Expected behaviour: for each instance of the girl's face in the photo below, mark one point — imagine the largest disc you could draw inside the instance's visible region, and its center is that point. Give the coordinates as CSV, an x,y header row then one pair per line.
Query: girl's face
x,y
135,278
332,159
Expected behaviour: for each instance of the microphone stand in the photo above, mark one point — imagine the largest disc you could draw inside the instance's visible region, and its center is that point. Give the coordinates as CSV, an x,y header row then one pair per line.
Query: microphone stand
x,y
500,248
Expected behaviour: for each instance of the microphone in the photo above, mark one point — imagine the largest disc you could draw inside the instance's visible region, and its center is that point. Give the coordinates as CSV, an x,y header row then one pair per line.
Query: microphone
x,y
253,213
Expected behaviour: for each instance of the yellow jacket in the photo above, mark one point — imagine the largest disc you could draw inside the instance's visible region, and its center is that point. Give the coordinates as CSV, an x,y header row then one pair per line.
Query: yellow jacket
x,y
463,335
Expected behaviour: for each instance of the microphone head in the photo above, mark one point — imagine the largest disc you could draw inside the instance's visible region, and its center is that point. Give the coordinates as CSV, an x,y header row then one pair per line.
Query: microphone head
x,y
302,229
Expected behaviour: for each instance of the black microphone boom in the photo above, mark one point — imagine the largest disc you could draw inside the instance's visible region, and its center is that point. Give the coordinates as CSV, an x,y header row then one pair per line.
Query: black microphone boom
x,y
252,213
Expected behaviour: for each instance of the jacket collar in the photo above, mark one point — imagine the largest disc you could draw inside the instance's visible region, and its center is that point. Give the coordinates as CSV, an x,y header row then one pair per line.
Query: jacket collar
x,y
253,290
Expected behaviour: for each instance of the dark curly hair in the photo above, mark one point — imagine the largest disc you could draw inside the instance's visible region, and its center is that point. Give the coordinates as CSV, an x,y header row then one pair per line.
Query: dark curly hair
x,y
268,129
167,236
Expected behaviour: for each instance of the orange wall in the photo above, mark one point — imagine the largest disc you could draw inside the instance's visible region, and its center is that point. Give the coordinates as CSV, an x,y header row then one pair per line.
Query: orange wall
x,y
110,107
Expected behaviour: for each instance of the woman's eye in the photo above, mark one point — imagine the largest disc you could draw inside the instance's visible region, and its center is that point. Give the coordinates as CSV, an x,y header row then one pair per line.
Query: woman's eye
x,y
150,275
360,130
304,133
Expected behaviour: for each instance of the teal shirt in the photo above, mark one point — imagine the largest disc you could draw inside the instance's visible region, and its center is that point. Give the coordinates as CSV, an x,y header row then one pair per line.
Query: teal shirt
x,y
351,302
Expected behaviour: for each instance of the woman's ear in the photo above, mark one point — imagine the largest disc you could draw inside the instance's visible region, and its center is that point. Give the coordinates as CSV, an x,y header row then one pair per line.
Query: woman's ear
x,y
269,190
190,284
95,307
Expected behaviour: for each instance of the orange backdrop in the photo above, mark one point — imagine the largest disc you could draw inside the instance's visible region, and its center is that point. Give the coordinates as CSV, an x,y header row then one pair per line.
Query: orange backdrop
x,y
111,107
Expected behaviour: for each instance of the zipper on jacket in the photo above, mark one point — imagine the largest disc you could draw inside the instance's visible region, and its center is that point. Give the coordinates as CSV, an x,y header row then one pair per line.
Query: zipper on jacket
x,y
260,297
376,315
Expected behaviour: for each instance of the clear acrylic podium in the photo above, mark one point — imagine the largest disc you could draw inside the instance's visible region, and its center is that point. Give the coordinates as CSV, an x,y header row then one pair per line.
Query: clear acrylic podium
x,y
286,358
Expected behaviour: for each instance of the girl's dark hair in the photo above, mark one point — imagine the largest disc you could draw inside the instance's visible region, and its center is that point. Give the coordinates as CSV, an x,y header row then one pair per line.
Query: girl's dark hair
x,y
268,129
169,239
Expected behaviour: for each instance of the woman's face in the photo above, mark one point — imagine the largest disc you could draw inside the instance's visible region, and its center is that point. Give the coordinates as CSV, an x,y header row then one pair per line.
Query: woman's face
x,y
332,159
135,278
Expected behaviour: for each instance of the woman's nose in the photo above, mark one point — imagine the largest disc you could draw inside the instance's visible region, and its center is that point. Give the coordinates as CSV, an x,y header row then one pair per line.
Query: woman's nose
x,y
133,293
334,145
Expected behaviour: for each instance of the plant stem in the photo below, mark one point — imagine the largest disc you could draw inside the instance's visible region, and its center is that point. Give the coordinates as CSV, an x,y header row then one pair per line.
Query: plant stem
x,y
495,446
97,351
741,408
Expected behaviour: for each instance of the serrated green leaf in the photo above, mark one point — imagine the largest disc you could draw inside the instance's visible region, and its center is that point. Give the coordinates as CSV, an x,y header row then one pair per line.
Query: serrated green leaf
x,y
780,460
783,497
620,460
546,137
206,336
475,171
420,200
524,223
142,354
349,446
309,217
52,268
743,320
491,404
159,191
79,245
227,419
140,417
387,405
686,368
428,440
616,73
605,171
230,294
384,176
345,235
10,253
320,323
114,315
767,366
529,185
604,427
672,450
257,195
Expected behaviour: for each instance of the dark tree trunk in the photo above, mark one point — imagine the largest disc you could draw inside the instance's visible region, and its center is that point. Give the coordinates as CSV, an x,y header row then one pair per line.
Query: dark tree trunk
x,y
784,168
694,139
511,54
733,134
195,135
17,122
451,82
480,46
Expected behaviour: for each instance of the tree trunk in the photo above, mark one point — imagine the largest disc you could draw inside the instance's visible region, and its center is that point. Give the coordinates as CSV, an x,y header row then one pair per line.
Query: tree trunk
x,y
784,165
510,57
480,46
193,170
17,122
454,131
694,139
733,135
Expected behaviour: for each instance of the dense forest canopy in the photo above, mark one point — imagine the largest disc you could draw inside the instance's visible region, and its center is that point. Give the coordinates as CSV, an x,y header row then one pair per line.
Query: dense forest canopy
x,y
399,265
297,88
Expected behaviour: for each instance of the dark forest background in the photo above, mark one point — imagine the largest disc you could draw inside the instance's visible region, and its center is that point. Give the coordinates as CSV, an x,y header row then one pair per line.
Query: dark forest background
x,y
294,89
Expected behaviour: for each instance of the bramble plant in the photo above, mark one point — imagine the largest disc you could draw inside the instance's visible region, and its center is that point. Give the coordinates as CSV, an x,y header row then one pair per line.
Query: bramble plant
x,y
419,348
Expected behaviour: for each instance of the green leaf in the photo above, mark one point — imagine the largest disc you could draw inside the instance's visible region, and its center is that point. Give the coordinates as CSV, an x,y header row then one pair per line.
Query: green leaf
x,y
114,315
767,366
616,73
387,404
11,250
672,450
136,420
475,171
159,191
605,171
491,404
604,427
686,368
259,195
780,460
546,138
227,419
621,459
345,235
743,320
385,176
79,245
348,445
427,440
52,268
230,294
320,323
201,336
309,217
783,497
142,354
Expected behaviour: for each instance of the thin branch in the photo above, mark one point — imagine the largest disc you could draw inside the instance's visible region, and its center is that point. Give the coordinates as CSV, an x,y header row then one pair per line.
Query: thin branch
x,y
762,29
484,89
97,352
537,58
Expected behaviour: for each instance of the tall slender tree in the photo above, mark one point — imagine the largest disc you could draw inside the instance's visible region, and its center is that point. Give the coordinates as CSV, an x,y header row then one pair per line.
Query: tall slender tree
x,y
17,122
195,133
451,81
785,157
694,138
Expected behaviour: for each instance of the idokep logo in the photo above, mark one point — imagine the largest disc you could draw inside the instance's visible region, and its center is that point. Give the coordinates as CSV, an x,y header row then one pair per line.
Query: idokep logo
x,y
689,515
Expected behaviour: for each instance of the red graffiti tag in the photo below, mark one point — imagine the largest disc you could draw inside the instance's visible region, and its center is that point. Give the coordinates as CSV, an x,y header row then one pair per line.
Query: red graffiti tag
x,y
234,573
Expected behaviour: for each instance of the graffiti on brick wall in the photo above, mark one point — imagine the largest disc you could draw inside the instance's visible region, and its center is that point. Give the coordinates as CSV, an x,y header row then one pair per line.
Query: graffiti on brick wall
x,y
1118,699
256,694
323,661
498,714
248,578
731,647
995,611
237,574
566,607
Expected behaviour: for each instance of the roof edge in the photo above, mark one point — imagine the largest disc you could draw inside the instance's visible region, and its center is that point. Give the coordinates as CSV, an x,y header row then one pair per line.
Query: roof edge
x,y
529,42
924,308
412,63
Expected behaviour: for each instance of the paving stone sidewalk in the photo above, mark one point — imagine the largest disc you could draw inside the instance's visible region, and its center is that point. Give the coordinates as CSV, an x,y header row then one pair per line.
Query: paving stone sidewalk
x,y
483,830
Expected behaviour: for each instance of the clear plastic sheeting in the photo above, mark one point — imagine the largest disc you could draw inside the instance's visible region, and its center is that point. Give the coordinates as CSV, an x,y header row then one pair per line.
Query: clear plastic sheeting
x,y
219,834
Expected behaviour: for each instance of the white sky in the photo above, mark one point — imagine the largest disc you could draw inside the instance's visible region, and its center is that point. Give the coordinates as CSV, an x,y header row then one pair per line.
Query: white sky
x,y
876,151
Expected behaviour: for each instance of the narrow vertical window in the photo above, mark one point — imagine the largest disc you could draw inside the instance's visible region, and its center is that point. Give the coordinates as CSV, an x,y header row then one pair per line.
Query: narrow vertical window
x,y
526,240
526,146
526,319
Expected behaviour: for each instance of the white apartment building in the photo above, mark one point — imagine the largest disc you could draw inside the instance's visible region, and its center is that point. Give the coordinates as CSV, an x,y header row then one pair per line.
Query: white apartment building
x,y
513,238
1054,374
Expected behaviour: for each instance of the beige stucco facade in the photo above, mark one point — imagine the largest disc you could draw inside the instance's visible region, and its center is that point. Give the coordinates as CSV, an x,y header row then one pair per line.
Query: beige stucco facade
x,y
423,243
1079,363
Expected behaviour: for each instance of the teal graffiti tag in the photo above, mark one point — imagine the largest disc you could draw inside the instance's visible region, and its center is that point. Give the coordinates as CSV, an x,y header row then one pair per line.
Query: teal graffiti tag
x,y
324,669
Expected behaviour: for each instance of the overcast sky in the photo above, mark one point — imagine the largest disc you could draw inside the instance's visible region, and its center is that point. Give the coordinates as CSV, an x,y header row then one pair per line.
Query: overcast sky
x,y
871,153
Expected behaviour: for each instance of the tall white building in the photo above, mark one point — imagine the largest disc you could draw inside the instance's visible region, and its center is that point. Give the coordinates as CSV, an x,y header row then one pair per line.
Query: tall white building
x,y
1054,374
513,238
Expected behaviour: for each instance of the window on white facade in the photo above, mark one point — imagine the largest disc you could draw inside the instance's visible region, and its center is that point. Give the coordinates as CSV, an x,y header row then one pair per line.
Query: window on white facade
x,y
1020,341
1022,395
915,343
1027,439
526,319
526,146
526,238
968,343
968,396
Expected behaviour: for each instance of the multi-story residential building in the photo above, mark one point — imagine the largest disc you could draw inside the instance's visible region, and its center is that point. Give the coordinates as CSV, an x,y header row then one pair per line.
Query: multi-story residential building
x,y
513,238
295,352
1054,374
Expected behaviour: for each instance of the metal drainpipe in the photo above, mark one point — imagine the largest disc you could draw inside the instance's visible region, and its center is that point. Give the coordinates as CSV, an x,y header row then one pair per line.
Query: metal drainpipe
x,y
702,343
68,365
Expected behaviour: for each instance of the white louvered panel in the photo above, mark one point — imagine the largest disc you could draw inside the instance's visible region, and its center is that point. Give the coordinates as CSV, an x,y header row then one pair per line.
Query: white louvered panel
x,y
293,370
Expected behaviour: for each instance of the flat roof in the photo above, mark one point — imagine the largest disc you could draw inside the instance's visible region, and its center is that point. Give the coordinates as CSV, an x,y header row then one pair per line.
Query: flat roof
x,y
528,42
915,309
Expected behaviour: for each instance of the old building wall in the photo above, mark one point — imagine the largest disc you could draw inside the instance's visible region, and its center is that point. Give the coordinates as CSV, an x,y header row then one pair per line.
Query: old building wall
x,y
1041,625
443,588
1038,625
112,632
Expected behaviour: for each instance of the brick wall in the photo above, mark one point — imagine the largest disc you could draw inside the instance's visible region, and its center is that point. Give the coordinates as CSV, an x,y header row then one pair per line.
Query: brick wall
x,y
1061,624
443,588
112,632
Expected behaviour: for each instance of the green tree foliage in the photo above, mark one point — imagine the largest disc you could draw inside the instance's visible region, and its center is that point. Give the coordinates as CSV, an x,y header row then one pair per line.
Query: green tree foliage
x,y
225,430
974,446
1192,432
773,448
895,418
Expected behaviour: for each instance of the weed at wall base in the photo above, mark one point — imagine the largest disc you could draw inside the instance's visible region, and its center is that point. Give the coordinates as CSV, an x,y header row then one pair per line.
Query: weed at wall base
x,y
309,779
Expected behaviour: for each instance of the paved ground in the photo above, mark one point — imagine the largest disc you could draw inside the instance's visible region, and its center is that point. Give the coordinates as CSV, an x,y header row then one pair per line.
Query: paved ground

⁂

Quote, without any change, each line from the one that contains "Expected behaviour: for each instance of the weed" through the end of the material.

EXERCISE SOLUTION:
Expected behaviour: for each instance of the weed at wall base in the photo above, mark one point — imagine the largest disc you could draw inside the instance's visible region, and its center is that point. Give the coordinates as CSV, an x,y header row then one pair per line.
Query: weed at wall base
x,y
309,779
Expected behaviour: for each instance of the paved ground in the photo above, mark one point — imagine the largest disc you could draw inside the instance's visible region, and its center is that point. Give the coordinates as CSV, an x,y header row then one pair per line.
Query: paved ground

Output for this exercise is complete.